Where the line with "Segment the target" appears below, start writing out lines exactly, and finish with the line with "box: [123, 267, 346, 613]", which is included; write out nothing else.
....
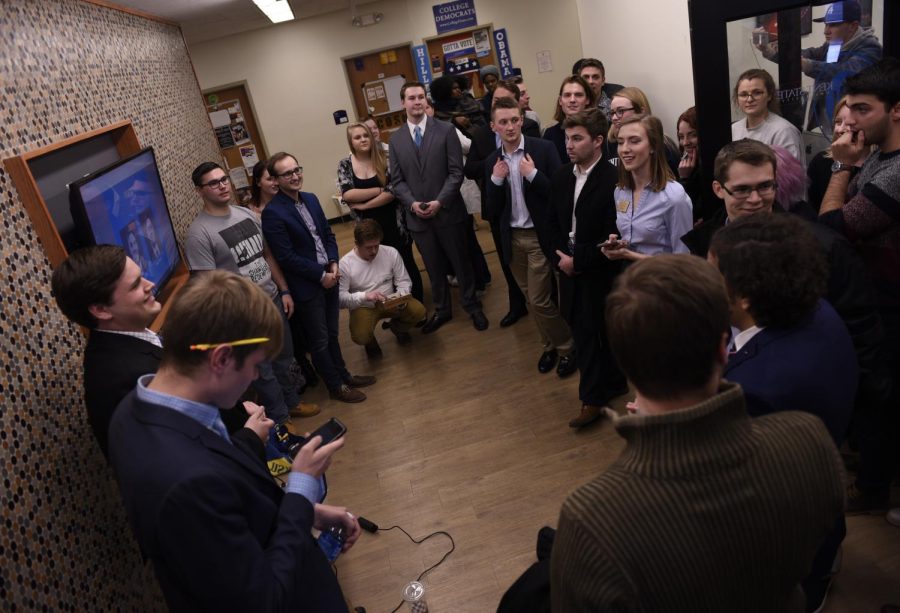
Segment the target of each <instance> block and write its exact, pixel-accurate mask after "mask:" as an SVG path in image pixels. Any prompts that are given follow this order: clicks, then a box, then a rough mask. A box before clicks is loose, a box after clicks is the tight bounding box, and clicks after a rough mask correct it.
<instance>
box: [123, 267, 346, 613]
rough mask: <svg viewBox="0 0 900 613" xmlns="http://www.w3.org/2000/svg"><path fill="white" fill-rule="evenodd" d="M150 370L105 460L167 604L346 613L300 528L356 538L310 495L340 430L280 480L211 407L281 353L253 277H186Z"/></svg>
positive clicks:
....
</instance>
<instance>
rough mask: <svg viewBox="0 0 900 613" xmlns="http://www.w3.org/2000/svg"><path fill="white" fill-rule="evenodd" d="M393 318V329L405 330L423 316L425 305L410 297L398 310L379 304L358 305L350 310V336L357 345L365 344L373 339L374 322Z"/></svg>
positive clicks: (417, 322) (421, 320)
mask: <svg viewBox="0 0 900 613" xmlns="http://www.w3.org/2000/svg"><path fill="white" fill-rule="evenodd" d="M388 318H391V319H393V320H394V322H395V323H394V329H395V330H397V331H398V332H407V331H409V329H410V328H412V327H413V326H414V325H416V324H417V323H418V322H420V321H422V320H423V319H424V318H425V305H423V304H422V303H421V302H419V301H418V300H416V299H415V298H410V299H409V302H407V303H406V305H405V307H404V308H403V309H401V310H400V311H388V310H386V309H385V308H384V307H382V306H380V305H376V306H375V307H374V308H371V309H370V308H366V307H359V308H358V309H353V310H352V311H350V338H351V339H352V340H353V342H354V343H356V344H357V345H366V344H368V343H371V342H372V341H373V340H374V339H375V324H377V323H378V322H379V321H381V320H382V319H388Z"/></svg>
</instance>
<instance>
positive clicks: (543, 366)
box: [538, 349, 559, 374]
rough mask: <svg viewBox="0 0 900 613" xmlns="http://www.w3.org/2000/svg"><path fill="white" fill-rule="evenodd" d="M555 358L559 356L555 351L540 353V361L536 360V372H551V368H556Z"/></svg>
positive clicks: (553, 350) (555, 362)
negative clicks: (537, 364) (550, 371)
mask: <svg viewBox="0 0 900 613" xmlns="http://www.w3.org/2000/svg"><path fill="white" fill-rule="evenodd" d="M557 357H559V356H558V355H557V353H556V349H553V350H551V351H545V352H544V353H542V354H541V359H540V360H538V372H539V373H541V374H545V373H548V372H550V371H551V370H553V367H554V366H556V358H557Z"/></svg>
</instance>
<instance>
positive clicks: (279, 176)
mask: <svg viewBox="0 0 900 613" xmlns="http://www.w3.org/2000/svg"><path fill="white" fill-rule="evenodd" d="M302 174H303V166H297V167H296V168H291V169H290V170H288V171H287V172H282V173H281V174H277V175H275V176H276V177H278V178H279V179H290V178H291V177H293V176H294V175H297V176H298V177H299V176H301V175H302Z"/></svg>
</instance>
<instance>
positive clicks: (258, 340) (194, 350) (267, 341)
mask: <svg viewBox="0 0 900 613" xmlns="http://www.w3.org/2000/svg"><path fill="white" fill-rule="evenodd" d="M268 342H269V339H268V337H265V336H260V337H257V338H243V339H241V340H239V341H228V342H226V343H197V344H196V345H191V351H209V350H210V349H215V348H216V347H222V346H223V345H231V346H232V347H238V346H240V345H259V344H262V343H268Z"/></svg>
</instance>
....
Written reply:
Segment the target of each <instance> block and write its exact, pixel-accurate mask after "mask:" as an SVG path in image pixels. Any prompts that are given follow this order: clicks, then a box, then a rough mask. A box before clicks is loose, a box after clicks is the tight bounding box, and clicks after a rough mask correct it.
<instance>
box: [123, 267, 346, 613]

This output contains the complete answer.